Прочитайте фрагмент текста ниже и ответьте, что скупщик сунул в руку старухе, забрав у нее пальто.

- **Фрагмент текста**
────
Какой крупный английский писатель 20-го века написал эти слова: «Скупщиком там был рыжий еврей, наглейший хам, впадавший при виде клиентов в ярость, будто наши визиты его разоряли. ...Всегда норовил не купить, а обменять, пихнув тебе какой-то хлам и прикинувшись, будто сделка состоялась. Однажды на моих глазах, взяв у старухи еще вполне приличное пальто, сунул ей в руку два белых бильярдных шарика и мигом вытолкал, не дав опомниться. Приятно было бы разбить мерзавцу нос, если бы это было по карману».
Или такие: «Жуткий старый еврей, борода рыжая как у Иуды... Спрашиваю, чего ему надо. "Ваша честь, – говорит он, – я привел вам красивую юную девушку, только семнадцать исполнилось. И будет все лишь пятьдесят франков". – "Спасибо, – отвечаю, – не хватало мне еще подхватить заразу". – "Заразу! – кричит еврей, – mais, monsieur le capitaine [Но господин капитан! (фр.).], об этом можете не беспокоиться, это же моя собственная дочь!" Вот тебе еврейский характер. Рассказывал я уже тебе, mon ami, что в царской армии считалось дурным тоном даже плевать в еврея? Нечего, мол, на него тратить слюну русского офицера. Да, эти евреи…»
Последнее: «Сидевший особняком в углу еврей, уткнувшись в тарелку, жадно и виновато ел бекон».
────
- **Исходные данные**
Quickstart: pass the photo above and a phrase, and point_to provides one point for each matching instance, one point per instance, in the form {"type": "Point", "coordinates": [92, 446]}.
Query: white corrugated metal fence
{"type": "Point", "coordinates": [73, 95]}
────
- **Ожидаемый ответ**
Два белых бильярдных шарика.